Material for this task »
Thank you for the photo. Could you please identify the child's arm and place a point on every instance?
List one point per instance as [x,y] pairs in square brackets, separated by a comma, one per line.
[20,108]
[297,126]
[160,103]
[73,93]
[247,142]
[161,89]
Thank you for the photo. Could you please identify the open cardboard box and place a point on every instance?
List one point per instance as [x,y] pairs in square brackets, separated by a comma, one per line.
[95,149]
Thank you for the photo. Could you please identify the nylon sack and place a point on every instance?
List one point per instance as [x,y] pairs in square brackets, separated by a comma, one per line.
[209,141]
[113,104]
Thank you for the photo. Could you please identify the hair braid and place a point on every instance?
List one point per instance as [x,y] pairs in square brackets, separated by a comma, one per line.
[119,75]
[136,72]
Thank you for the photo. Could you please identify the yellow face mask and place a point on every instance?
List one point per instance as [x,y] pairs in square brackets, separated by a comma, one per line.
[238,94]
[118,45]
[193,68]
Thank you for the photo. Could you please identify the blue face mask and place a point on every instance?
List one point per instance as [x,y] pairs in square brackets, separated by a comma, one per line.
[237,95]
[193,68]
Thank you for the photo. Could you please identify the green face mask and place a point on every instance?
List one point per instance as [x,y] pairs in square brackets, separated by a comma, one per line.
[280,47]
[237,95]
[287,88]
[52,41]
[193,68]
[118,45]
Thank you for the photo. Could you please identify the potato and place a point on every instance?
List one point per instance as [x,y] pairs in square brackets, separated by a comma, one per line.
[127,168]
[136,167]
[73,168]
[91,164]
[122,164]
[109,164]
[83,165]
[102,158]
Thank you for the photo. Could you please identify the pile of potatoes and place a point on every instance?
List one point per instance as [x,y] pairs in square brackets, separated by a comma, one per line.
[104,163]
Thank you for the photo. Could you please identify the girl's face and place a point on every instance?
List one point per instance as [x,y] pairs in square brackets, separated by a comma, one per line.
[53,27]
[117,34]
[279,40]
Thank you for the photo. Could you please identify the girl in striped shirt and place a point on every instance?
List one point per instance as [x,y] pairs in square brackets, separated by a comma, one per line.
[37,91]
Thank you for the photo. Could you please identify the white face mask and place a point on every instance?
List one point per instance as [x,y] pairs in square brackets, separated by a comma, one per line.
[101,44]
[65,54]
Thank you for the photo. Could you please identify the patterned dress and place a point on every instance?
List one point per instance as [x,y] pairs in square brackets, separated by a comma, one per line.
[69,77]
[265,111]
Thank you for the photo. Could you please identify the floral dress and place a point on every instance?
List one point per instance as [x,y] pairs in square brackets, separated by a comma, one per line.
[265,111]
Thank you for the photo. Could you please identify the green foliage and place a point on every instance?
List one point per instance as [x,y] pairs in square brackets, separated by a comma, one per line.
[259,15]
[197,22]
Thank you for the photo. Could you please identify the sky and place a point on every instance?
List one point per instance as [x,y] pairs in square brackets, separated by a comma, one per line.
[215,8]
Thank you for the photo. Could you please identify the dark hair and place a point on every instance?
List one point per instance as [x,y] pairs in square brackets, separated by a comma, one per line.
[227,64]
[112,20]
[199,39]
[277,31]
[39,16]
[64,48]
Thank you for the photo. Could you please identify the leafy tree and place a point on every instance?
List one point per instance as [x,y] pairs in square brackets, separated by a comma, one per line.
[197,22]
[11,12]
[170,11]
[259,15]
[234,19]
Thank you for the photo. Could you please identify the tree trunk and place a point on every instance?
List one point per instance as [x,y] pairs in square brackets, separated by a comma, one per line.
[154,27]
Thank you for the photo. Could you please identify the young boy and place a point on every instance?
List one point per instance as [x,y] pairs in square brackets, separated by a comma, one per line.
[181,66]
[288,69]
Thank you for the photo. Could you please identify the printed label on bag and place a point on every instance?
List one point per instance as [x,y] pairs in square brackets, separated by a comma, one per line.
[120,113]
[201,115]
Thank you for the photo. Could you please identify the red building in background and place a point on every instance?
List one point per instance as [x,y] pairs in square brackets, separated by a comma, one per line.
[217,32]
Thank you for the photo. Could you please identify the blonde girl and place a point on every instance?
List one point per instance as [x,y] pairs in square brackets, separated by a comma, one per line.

Task requirements » Tally the lines of the records above that contain the word "hair". Give only the total.

Output of the exercise » 2